## Document excerpt
>>

S. A. Mehdi et al. [2] proposed a sign language recognition 
approach using sensor gloves. Sensor gloves are normally 
gloves made out of cloth with sensors fitted on it. Using data 
glove is a better idea over camera as the user has flexibility of 
moving around freely within a radius limited by the length of 
wire connecting the glove to the computer, unlike the camera 
where the user has to stay in position before the camera. This 
limit can be further lowered by using a wireless camera. The 
effect of light, electric or magnetic fields or any other 
disturbance does not affect the performance of the glove. 7- 
sensor glove of 5DT Company is used. It has 7 sensors on it. 5 
sensors are for each finger and thumb. One sensor is to 
measure the tilt of the hand and one sensor for the rotation of 
the hand. Optic fibers are mounted on the glove to measure 
the flexure of fingers and thumb. Each sensor returns an 
integer value between 0 and 4095. This value tells about the 
bent of the sensor. 0 means fully stretched and 4095 means 
fully bent. So, a range of 7 * 4096 combinations obtained as 
input. 

Artificial Neural Network with feed forward and back 
propagation algorithms have been used. Feed forward 
algorithm is used to calculate the output for a specific input 
pattern. Three layers of nodes have been used in the network. 
First layer is the input layer that takes 7 sensor values from 
the sensors on the glove. So this layer has 7 sensors. Next 
layer is the hidden layer, which takes the values from the 
input layer and applies the weights on them. This layer has 52 
nodes. This layer passes its output to the third layer. The 
third layer is the output layer, which takes its input from the 
hidden layer and applies weights to them. There are 26 nodes 
in this layer. Each node denotes one alphabet of the sign 
language subset. This layer passes out the final output. A 
threshold is applied to the final output. Only the values above 
this threshold and considered. 

2. A Wearable Hand Gloves Gesture Detection Based On 
Flex Sensors for Disabled People 

Purohit et al. [3] introduced a wearable hand gloves gesture 
detection based on flex sensors for disabled people. The data 
glove is fitted with flex sensors along the length of each 
finger. The flex sensors output a stream of data that varies 
with degree of bend. The analog outputs from the sensors are 
then fed to microcontroller. It processes the signals and 
perform analog to digital signal conversion. The gesture is 
recognized and the corresponding text information is 
identified. The user need to know the signs of particular 
alphabets and he need to stay with the sign for two seconds. 
There are no limitations for signs it is hard to build a 
standard library of signs. The new sign introduced should be 
supported by the software used in the system. These sensors 
are attached along the fingers. The degree of bending of 
fingers and thumb produces the output voltage variation 
which in turn on converting to analog form produces 
required voice. A pair of gloves along with sensors enables 
mute people or old people to interact with the public in the 
required sentence which is very much helpful for them. At 
server side the system takes the input from the micro 
controller and based on the combination of those inputs it 
will match the pattern with already fed pattern in the 
database and if the pattern is not available in database, the 
system will respond with "not available" value.

<<

## Available records
>>

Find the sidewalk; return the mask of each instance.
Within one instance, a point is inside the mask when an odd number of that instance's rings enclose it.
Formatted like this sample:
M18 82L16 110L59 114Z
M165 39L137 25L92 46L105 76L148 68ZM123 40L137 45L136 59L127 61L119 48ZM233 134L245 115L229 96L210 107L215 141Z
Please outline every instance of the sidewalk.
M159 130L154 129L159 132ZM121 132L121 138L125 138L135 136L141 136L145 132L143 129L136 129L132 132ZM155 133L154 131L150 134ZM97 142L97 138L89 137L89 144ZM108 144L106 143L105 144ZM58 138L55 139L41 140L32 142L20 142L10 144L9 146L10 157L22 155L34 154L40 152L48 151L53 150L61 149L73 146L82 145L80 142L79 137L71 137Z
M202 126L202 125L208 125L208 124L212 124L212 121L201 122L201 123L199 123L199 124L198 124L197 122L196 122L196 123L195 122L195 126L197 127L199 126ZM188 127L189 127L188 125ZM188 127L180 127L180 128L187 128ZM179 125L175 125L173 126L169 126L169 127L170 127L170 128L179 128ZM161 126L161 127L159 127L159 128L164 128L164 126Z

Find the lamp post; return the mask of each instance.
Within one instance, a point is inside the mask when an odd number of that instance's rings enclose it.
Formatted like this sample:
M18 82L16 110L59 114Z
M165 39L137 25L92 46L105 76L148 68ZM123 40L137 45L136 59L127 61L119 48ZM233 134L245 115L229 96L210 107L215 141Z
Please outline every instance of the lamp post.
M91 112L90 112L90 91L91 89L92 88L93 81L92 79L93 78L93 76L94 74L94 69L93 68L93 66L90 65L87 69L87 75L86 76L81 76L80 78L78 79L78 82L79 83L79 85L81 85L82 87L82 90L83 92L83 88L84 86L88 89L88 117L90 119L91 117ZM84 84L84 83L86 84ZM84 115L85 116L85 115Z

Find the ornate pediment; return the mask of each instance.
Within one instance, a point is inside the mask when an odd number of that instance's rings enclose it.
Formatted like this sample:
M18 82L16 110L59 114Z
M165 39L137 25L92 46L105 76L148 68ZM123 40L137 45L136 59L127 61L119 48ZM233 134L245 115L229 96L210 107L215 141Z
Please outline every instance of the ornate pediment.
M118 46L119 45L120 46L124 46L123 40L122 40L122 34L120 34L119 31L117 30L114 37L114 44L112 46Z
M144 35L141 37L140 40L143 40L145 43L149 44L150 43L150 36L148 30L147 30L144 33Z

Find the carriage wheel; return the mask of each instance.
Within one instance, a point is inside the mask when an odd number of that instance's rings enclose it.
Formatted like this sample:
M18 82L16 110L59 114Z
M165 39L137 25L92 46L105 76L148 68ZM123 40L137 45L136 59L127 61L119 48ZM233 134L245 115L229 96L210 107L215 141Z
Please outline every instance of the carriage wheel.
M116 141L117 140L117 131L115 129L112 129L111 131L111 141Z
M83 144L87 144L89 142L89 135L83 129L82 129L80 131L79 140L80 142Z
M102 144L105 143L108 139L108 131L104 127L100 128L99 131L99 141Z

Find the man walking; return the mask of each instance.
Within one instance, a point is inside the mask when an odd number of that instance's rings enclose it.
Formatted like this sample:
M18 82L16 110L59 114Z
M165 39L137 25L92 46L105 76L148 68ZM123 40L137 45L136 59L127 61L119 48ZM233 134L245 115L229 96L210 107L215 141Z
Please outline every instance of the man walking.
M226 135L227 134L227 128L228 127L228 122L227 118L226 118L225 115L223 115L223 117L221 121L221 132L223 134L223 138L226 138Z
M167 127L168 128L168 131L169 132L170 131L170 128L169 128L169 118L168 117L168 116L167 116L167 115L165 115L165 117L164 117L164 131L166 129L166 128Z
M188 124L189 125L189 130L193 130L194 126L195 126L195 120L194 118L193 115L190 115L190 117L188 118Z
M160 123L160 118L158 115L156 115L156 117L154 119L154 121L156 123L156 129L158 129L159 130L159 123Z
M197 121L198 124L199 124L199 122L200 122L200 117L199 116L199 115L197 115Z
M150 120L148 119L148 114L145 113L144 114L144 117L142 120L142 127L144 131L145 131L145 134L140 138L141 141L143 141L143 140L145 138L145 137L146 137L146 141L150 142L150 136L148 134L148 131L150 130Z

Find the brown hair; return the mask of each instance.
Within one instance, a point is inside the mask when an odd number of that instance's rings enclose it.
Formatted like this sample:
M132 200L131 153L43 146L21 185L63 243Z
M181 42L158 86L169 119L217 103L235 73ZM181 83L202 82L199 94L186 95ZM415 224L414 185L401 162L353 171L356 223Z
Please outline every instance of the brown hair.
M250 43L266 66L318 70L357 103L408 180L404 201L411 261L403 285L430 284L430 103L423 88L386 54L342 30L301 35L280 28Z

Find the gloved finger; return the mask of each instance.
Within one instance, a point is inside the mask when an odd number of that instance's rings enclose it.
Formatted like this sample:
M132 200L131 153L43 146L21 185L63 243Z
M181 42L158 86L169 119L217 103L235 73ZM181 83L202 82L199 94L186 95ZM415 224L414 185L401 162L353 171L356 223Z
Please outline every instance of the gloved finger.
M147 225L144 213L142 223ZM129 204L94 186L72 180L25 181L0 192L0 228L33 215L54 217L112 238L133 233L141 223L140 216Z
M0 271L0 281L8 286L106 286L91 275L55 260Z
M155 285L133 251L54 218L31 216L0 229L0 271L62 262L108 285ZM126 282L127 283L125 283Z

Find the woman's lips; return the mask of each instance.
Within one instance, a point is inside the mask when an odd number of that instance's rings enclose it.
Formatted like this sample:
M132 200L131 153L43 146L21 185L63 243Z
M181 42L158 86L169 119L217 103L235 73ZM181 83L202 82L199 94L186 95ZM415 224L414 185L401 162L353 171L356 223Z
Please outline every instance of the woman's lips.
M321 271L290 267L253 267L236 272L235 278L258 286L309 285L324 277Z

<<

## Directive 1
Express the part of the entries that opens with the line containing "Find the woman's" and closes with the final line of the entries as a JSON list of strings, one string per line, with blank lines omitted.
## Directive 2
Write the next part of the review of glove-based sign language recognition, picking up after its final sentence.

## Final result 1
[
  "Find the woman's lips; return the mask of each instance.",
  "Within one instance, a point is inside the mask when an odd number of that instance's rings enclose it.",
  "Formatted like this sample:",
  "M132 200L131 153L43 146L21 185L63 243Z",
  "M181 42L158 86L169 119L217 103L235 73ZM181 83L202 82L199 94L186 95ZM415 224L414 185L401 162L353 171L356 223Z",
  "Please outline every instance of the woman's lips.",
  "M321 271L290 267L253 267L236 272L235 278L258 286L309 285L324 277Z"
]

## Final result 2
3. Sign Language Recognition Using Image Based Hand 
Gesture Recognition Technique 

A. S. Nikam et al. [4] proposed image based hand gesture 
recognition technique. Image based gesture recognition 
system is divided into three steps In Image-preprocessing 
color to binary conversion & Noise filtering is done for 
captured image. The set of operations which performs on the 
image based on shapes are known as Morphological 
operations. There are two most basic morphological 
operations: Erosion and Dilation, it uses for Removing noise, 
Separation of individual elements and joining misaligned 
elements in an image, even Finding of intensity bumps or 
holes in an image. Erosion shrinks boundaries of an image 
and enlarges holes. Erosion can be used to remove noises 
from an image. And Dilation is used to add pixels at region of 
boundaries or to fill in holes which generate during erosion 
process. Dilation can also be used to connect disjoint pixels 
and add pixels at edges. Tracking is mainly used for tracking a 
hand gesture from capture image using Convexity hull 
algorithm. Finally recognition is done with the help of 
features like convex hull and convex defects taken from 
tracking.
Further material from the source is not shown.